Required actions:
a: Answer the following from the seminar listing, one answer per line:
(i) Which two standard assumptions are named as breaking down in the causal inference settings?
(ii) With whom were the joint works behind the PU learning talk carried out?
(iii) On what date and in which room is the talk on tensor isomorphism held?
b: In the seminar listing, switch "overlap" to "positivity" in the passage that begins at the words "This change in" and stops after "and Anay Mehrotra.", and give that passage with the change made.
c: List every fundamental problem that the seminar listing says the new formulation of PU learning connects to.

Text passage:
--- begin ---
This change in the formulation of PU learning leads to some new theoretical implications. We show how it connects to fundamental problems, such as learning from smoothed distributions, detecting data truncation, and estimation under truncation—each central to statistics and learning theory. If time permits, we will also explore how these ideas provide a new perspective on causal inference – enabling estimation in settings where standard assumptions, like overlap and unconfoundedness, break down.

Based on joined works with Jane Lee and Anay Mehrotra.

Tensor Isomorphism: complexity, algorithms, and cryptography

Youming Qiao from University of Technology Sydney

April 11, 2025 | CS 105

See abstract

Two matrices are called equivalent if one can be transformed into the other by multiplying with invertible matrices on the left and right. Extending this idea to 3-tensors, it is natural to define two 3-tensors as isomorphic if they can be transformed into one another by multiplication with three invertible matrices along the three directions.
--- end ---
Items:
--- begin ---
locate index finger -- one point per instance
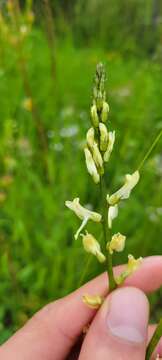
(51, 333)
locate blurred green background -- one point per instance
(48, 54)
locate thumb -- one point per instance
(119, 330)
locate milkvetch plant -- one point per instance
(100, 141)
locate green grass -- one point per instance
(39, 259)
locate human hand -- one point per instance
(119, 330)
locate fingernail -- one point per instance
(128, 315)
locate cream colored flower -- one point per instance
(84, 214)
(132, 266)
(90, 137)
(97, 156)
(111, 140)
(117, 243)
(91, 167)
(94, 116)
(92, 246)
(112, 214)
(124, 192)
(93, 301)
(103, 136)
(105, 111)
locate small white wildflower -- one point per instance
(84, 214)
(92, 246)
(105, 111)
(23, 29)
(97, 157)
(112, 214)
(117, 243)
(91, 167)
(124, 192)
(132, 266)
(90, 138)
(103, 137)
(111, 140)
(93, 301)
(69, 131)
(94, 116)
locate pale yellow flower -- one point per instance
(112, 214)
(90, 137)
(93, 301)
(131, 267)
(94, 116)
(92, 246)
(27, 104)
(124, 192)
(97, 156)
(105, 111)
(91, 167)
(117, 243)
(103, 136)
(84, 214)
(111, 140)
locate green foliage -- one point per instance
(39, 259)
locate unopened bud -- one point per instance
(117, 243)
(91, 167)
(93, 301)
(110, 146)
(131, 267)
(103, 137)
(99, 101)
(94, 116)
(92, 246)
(90, 138)
(105, 111)
(97, 156)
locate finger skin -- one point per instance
(158, 350)
(119, 330)
(52, 331)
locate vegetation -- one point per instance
(44, 111)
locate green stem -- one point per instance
(112, 283)
(154, 340)
(150, 150)
(84, 273)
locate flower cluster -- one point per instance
(100, 141)
(98, 149)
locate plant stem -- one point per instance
(83, 275)
(150, 150)
(112, 284)
(154, 340)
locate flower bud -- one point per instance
(110, 146)
(94, 116)
(132, 266)
(91, 167)
(103, 137)
(90, 138)
(117, 243)
(97, 157)
(105, 111)
(112, 214)
(99, 101)
(93, 301)
(92, 246)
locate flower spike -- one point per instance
(124, 192)
(84, 214)
(92, 246)
(112, 214)
(93, 301)
(132, 266)
(91, 167)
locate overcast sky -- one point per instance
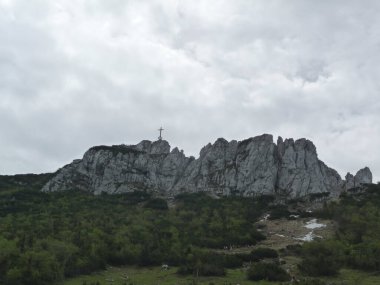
(74, 74)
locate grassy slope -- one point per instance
(154, 275)
(148, 276)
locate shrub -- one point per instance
(321, 258)
(263, 252)
(267, 271)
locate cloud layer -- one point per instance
(74, 74)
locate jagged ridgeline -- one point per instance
(250, 167)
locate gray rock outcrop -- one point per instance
(250, 167)
(363, 176)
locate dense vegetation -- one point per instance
(45, 237)
(357, 241)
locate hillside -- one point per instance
(46, 238)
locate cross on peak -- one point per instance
(160, 130)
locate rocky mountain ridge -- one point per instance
(250, 167)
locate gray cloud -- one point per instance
(74, 74)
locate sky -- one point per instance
(74, 74)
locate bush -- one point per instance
(263, 252)
(157, 204)
(321, 258)
(267, 271)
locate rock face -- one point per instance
(250, 167)
(363, 176)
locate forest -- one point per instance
(48, 237)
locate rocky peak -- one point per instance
(250, 167)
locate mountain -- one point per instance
(250, 167)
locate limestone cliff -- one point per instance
(250, 167)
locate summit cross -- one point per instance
(160, 137)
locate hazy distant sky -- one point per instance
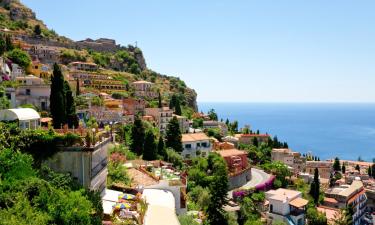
(263, 51)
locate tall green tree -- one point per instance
(37, 30)
(137, 136)
(71, 114)
(150, 150)
(173, 135)
(161, 147)
(315, 187)
(159, 100)
(336, 165)
(57, 98)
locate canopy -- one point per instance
(126, 196)
(122, 206)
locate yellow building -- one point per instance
(39, 70)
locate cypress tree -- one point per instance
(177, 108)
(78, 91)
(173, 135)
(70, 107)
(336, 164)
(159, 98)
(150, 151)
(315, 187)
(57, 98)
(161, 147)
(138, 136)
--- end ---
Results in order:
a:
(i) Overlap and unconfoundedness.
(ii) Jane Lee and Anay Mehrotra.
(iii) April 11, 2025, in CS 105.

b:
This change in the formulation of PU learning leads to some new theoretical implications. We show how it connects to fundamental problems, such as learning from smoothed distributions, detecting data truncation, and estimation under truncation—each central to statistics and learning theory. If time permits, we will also explore how these ideas provide a new perspective on causal inference – enabling estimation in settings where standard assumptions, like positivity and unconfoundedness, break down.

Based on joined works with Jane Lee and Anay Mehrotra.

c: Learning from smoothed distributions, detecting data truncation, and estimation under truncation.